Trecho do documento —

↓

Luigi Nono: um centenário que não poderia ter sido esquecido

por João Marcos Coelho 28/02/2024

É triste constatar que uma efeméride importante como o centenário de nascimento do compositor italiano Luigi Nono, em 29 de janeiro passado, não foi sequer citada em canto nenhum. Nenhuma obra sua, salvo engano meu, está programada para as temporadas de 2024.

E, no entanto, ele foi um dos compositores-chave do século XX, um dos criadores mais radicais e politicamente conscientes em seu tempo, que exerceu na plenitude todo o seu talento de criador artístico para lutar por seus ideais políticos. Nele conjugou-se “uma combinação única de composição de vanguarda com compromisso político”, na expressão de Carola Nielinger-Vakil em seu livro Luigi Nono: a composer in context (Cambridge, 2016).

Justamente por esta característica, a vida musical brasileira deveria recolocar sua obra em foco, porque ela nos ajuda a pensar melhor o ofício do compositor. Vivemos um momento em que a conjuntura planetária aproxima-se perigosamente de uma atmosfera muito parecida com a da Guerra Fria, que dominou corações e mentes entre 1947 e 1989, data da dissolução da União Soviética e da queda do muro de Berlim. Ou seja, o mundo no qual Nono viveu e atuou, política e musicalmente.

“A expressividade do seu idioma intransigentemente vanguardista é um comovente testemunho da sinceridade com que ele continuou a aproveitar a sua ‘chance revolucionária’ como uma oportunidade, também, para colocar problemas e resoluções completamente novos na música”, complementa Nielinger-Vakil.

É impossível compreender a música de Nono sem atentar para o contexto do antifascismo como coluna mestra das suas bases musicais e políticas

Postura que se reflete num punhado de obras-primas antifascistas, como Il canto sospeso (1956) e Ricorda cosa ti hanno fato en Auschwitz (1966), entre outras. Ou então numa gema absolutamente radical como Prometeo, tragédia dell’ascolto, obra na qual ele trabalhou durante a década de 1970. Nono remove a narrativa, e por isso ela não é uma ópera. Não há o que ver em Prometeo, apenas no som a performance encontra sentido: “uma tragédia da escuta”. Nesse sentido, é premonitório de nosso tempo perverso que banalizou a escuta. Mas esta é outra história.

↑

Linhas fornecidas —

↓

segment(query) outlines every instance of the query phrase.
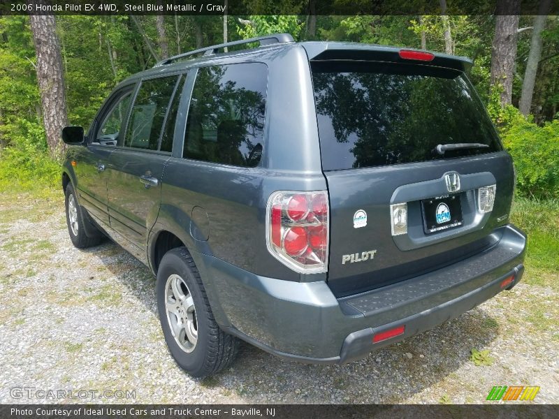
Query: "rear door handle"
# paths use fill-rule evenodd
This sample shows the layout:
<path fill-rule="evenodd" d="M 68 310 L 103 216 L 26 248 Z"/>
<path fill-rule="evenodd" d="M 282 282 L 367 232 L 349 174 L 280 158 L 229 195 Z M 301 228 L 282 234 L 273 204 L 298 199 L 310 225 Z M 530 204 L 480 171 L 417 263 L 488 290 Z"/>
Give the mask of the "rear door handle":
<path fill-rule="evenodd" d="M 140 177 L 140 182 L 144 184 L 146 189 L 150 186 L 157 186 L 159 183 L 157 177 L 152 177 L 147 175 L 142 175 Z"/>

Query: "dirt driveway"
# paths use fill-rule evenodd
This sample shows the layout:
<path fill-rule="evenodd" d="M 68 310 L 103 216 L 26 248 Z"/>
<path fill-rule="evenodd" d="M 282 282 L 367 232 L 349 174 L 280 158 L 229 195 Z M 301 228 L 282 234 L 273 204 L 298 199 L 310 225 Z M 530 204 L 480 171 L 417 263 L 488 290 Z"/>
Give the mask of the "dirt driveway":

↑

Instruções do exercício —
a) Como ficaria, em forma de lista mais breve, o parágrafo do artigo sobre Luigi Nono que começa com "Justamente por esta característica", preservando seus fatos principais?
b) Devolva, sem nenhuma alteração, todas as linhas do Bloco 1, deixando as imagens fora da resposta.
As linhas acima não têm nenhuma relação com o artigo sobre Luigi Nono.

Respostas dos problemas —
a)
- A vida musical brasileira deveria recolocar a obra de Nono em foco, porque ela ajuda a pensar melhor o ofício do compositor.
- A conjuntura planetária atual se aproxima perigosamente de uma atmosfera parecida com a da Guerra Fria, que dominou corações e mentes entre 1947 e 1989.
- 1989 é a data da dissolução da União Soviética e da queda do muro de Berlim.
- Esse foi o mundo em que Nono viveu e atuou, política e musicalmente.

b)
segment(query) outlines every instance of the query phrase.
Query: "rear door handle"
# paths use fill-rule evenodd
This sample shows the layout:
<path fill-rule="evenodd" d="M 68 310 L 103 216 L 26 248 Z"/>
<path fill-rule="evenodd" d="M 282 282 L 367 232 L 349 174 L 280 158 L 229 195 Z M 301 228 L 282 234 L 273 204 L 298 199 L 310 225 Z M 530 204 L 480 171 L 417 263 L 488 290 Z"/>
Give the mask of the "rear door handle":
<path fill-rule="evenodd" d="M 140 177 L 140 182 L 144 184 L 146 189 L 150 186 L 157 186 L 159 183 L 157 177 L 152 177 L 147 175 L 142 175 Z"/>

Query: "dirt driveway"
# paths use fill-rule evenodd
This sample shows the layout:
<path fill-rule="evenodd" d="M 68 310 L 103 216 L 26 248 Z"/>
<path fill-rule="evenodd" d="M 282 282 L 367 232 L 349 174 L 280 158 L 229 195 Z M 301 228 L 282 234 L 273 204 L 298 199 L 310 225 Z M 530 204 L 480 171 L 417 263 L 488 290 Z"/>
Give the mask of the "dirt driveway":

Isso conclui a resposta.